* [Your objective] Transcribe the records exactly from the line with "Place a pin on every instance of the vanity cabinet" to the end, both included.
* Begin *
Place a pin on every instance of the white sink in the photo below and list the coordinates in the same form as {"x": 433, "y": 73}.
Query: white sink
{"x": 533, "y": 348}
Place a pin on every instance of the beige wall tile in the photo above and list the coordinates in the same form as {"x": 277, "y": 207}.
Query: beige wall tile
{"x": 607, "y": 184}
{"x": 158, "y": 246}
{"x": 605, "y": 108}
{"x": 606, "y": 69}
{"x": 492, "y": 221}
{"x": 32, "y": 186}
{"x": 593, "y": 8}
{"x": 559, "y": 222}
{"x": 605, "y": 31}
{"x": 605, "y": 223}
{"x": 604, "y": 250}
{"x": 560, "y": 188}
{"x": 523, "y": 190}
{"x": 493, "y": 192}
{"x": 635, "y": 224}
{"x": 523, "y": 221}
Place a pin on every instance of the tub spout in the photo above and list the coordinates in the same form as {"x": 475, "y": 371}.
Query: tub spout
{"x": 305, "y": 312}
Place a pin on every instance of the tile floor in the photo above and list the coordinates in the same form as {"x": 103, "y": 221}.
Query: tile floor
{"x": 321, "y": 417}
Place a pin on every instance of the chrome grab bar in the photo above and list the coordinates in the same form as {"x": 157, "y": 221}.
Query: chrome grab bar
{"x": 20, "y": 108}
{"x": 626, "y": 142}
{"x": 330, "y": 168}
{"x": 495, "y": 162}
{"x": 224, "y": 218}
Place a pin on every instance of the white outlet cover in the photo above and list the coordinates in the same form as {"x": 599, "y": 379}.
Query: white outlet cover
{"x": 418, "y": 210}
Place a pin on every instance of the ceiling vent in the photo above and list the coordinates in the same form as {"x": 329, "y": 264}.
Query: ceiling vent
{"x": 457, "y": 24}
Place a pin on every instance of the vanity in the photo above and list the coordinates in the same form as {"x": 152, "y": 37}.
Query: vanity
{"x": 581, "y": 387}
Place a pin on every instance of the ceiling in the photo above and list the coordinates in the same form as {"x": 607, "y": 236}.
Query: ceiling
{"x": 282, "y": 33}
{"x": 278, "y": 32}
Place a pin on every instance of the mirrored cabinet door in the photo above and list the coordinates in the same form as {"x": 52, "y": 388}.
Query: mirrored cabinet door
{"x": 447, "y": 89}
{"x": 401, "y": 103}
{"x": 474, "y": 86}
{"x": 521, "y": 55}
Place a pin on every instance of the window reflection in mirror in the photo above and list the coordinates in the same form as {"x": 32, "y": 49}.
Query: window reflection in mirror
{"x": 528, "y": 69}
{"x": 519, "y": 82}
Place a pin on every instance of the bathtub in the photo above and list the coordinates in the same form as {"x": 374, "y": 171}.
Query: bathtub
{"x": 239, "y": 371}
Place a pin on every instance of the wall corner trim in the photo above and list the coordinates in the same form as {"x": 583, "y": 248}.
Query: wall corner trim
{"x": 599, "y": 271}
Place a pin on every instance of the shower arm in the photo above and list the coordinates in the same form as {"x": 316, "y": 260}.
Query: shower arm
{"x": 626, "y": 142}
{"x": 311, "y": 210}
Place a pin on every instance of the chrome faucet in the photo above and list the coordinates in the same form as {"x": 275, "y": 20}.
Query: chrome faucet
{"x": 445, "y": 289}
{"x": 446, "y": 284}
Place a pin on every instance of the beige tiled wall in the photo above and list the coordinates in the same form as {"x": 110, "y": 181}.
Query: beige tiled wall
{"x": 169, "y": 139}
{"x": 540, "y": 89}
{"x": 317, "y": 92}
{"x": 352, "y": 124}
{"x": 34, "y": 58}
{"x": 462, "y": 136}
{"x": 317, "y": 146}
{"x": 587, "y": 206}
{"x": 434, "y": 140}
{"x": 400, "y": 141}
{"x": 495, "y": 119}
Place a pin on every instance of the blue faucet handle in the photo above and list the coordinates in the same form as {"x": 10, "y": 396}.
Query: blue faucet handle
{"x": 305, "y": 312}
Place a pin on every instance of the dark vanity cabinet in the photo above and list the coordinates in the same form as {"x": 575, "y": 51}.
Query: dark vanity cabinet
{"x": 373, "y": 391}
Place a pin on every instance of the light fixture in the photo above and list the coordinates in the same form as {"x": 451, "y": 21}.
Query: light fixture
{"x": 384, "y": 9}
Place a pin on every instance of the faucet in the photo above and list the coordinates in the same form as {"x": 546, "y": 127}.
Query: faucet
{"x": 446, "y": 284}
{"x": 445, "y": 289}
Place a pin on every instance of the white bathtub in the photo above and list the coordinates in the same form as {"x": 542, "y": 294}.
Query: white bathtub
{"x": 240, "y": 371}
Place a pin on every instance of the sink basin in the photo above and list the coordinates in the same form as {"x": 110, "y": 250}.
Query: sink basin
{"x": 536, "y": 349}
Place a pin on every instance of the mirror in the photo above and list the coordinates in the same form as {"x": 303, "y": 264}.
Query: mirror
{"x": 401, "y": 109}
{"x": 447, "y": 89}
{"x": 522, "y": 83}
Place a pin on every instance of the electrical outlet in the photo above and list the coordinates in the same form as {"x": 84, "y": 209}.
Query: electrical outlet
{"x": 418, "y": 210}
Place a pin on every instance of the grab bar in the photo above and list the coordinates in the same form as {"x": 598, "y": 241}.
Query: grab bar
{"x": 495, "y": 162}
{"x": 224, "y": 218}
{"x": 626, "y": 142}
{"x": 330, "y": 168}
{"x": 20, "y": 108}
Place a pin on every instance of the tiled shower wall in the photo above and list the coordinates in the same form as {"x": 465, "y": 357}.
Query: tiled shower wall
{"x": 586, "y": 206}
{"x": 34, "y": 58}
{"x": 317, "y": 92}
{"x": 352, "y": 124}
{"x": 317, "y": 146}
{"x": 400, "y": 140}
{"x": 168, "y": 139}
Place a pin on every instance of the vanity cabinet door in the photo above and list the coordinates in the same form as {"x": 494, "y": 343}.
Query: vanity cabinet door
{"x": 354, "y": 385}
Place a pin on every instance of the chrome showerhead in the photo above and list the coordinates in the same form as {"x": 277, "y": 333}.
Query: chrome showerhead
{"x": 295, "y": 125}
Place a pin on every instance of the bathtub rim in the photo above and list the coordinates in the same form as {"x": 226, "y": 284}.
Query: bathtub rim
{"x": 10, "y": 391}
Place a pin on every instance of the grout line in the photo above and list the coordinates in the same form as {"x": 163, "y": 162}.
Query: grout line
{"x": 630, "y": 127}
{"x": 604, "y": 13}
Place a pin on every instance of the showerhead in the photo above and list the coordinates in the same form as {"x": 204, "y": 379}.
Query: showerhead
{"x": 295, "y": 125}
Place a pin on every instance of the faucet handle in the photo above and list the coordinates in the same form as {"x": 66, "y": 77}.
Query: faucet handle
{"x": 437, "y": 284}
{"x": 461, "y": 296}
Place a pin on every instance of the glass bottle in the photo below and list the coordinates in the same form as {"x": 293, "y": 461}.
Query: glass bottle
* End *
* [Worked solution]
Place a pin on every instance of the vanity cabinet door in the photo above and list the coordinates in the same form as {"x": 494, "y": 343}.
Query: vanity cabinet door
{"x": 354, "y": 385}
Place a pin on every instance of the chrome showerhead in the photo above and list the coordinates in the same form as {"x": 277, "y": 333}.
Query: chrome showerhead
{"x": 295, "y": 125}
Place a pin on every instance of the bathtub rim in the photo above and list the coordinates in the same form as {"x": 226, "y": 284}.
Query: bathtub rim
{"x": 10, "y": 391}
Place a pin on every instance of the grout line in the photo above and list the coordinates in the same form as {"x": 163, "y": 162}.
Query: grout line
{"x": 630, "y": 127}
{"x": 604, "y": 13}
Place a pin on every instance of the showerhead in the photo above and list the coordinates in the same form as {"x": 204, "y": 379}.
Query: showerhead
{"x": 295, "y": 125}
Place a pin on every instance of the faucet handle in the photo above and list the coordinates in the same form as {"x": 66, "y": 77}.
Query: faucet handle
{"x": 437, "y": 284}
{"x": 461, "y": 296}
Place a pin on every instance of the glass bottle in the photo below and list the coordinates in the same form as {"x": 293, "y": 461}.
Query: glass bottle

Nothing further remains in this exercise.